** START OF Text block **
2019-10-03 Thread Jerome Glisse
On Wed, Oct 02, 2019 at 10:10:18PM +0200, Paolo Bonzini wrote:
> On 02/10/19 19:04, Jerome Glisse wrote:
> > On Wed, Oct 02, 2019 at 06:18:06PM +0200, Paolo Bonzini wrote:
>  If the mapping of the source VMA changes, mirroring can update the
>  target VMA via insert_pfn.  But what ensures that KVM's MMU notifier
>  dismantles its own existing page tables (so that they can be recreated
>  with the new mapping from the source VMA)?
> >>
> >> The KVM inspector process is also (or can be) a QEMU that will have to
> >> create its own KVM guest page table.  So if a page in the source VMA is
> >> unmapped we want:
> >>
> >> - the source KVM to invalidate its guest page table (done by the KVM MMU
> >> notifier)
> >>
> >> - the target VMA to be invalidated (easy using mirroring)
> >>
> >> - the target KVM to invalidate its guest page table, as a result of
> >> invalidation of the target VMA
> > 
> > You can do the target KVM invalidation inside the mirroring invalidation
> > code.
> 
> Why should the source and target KVMs behave differently?  If the source
> invalidates its guest page table via MMU notifiers, so should the target.
** END OF Text block **
(Tasks to complete):
a: Rewrite the paragraph in the KVM mailing-list excerpt that begins "If the mapping of the source VMA changes" as one shorter sentence that keeps its main facts.
b: Using the KVM mailing-list excerpt, say whether each statement agrees with it. Give yes or no for each one, and quote the deciding words.
(i) Mirroring can update the target VMA via insert_pfn.
(ii) The KVM inspector process can be a QEMU.
(iii) Invalidating the target VMA is described as difficult using mirroring.
c: In the KVM mailing-list excerpt, where does the reply dated Wed, Oct 02 at 19:04 say the target KVM invalidation can be done?
** START OF Supplied information **
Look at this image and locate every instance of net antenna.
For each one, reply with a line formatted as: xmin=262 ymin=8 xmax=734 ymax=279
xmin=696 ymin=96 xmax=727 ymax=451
** END OF Supplied information **
(Responses by task):
a: Mirroring can use insert_pfn to update the target VMA when the source VMA's mapping changes, but what makes KVM's MMU notifier tear down its existing page tables so they can be rebuilt from the new source mapping?

b:
(i) Yes: "target VMA via insert_pfn"
(ii) Yes: "The KVM inspector process is also (or can be) a QEMU"
(iii) No: "the target VMA to be invalidated (easy using mirroring)"

c: Inside the mirroring invalidation code.